#### [Aim of the task]
Repeat, word for word, the part of the Havanese forum thread starting with "## Rita Nelson" and going on through "changed his mind.".

#### [Supplied passage]
Thank you all so much for the warm welcome! I'll be sure to post lots of pictures. All of your advice has been very helpful, we're extremely grateful. We're very excited to be getting our new Havanese!


----------



## pjewel (Apr 11, 2007)

He looks like a Quinn or Rocky to me. Whatever you choose to name him, he's adorable. Welcome to the wonderful, wacky world of havanese.


----------



## mellowbo (Aug 12, 2007)

I haven't seen the name Quinn before. I vote for that one. He is so adorable. Somehow that picture looks familiar to me, lol, I don't have any idea why that would be?
Welcome to our havanese forum!!


----------



## Rita Nelson (Jul 13, 2009)

Like the name Quinn. These little guys are very smart. Tucker is 10 mos. old. and the latest smart thing he figured out was to slide the window screen we use between the spindles of the stairs to keep him from going upstairs. My DH gets up when Tucker whines first thing in the morning. It was 6:30 a.m. and Tucker was trying to jump on our bed. At the same time DH ask me if Tucker was upstairs. I said yes. DH started laughing as he came upstairs and told me what happened. Tucker is back to sleeping in the room with us again. At 6 mos. old he decided he would rather sleep downstairs. I guess he's changed his mind.


----------



## pixie's mom (Dec 27, 2009)

He's VERY handsome baby boy and welcome. My great aunt once had a pooch named Peppito. Bailey seems to be a comon name lately. Like naming children. Say it to your self like you were calling him. See if you like the way it sounds. Waiting to see his temperment is a good idea to.


----------



## SMARTY (Apr 19, 2007)

No advice, but welcome to the forum and your new baby is a doll. My grand daughter is Bailey. With his markings I like Bandit.


----------



## Sheri (Oct 11, 2008)

Welcome!


----------

#### [Dataset content]
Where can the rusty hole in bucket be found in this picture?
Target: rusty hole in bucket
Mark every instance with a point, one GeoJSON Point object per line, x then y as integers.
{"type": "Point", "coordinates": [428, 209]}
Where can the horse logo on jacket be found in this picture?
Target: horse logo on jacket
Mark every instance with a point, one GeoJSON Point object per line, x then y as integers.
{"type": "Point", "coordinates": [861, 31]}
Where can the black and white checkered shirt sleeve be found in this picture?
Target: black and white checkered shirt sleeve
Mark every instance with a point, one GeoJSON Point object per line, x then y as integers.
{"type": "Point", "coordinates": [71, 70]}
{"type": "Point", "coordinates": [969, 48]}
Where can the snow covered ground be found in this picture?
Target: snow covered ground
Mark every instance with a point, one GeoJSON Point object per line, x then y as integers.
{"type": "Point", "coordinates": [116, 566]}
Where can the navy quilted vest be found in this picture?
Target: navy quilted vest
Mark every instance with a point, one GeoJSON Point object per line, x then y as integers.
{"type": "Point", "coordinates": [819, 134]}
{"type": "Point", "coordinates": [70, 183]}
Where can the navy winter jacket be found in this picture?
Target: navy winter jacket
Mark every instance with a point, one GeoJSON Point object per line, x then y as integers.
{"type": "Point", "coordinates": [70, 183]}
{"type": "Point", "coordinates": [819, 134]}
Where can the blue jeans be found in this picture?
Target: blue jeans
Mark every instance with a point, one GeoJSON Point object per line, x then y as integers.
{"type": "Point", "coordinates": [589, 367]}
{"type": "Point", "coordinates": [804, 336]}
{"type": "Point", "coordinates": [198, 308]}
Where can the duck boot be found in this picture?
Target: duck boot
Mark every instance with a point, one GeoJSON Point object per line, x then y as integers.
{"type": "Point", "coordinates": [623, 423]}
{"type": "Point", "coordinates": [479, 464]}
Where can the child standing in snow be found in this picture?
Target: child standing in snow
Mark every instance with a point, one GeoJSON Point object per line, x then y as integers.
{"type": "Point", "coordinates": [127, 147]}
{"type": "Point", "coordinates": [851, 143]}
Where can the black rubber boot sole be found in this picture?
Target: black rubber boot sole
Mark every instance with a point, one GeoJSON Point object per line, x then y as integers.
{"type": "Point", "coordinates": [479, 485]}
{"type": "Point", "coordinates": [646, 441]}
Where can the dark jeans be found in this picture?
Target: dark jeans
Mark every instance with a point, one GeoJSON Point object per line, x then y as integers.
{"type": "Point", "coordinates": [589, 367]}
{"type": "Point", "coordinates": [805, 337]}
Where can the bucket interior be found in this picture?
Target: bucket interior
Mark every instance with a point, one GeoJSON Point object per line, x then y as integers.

#### [Answer to the task]
## Rita Nelson (Jul 13, 2009)

Like the name Quinn. These little guys are very smart. Tucker is 10 mos. old. and the latest smart thing he figured out was to slide the window screen we use between the spindles of the stairs to keep him from going upstairs. My DH gets up when Tucker whines first thing in the morning. It was 6:30 a.m. and Tucker was trying to jump on our bed. At the same time DH ask me if Tucker was upstairs. I said yes. DH started laughing as he came upstairs and told me what happened. Tucker is back to sleeping in the room with us again. At 6 mos. old he decided he would rather sleep downstairs. I guess he's changed his mind.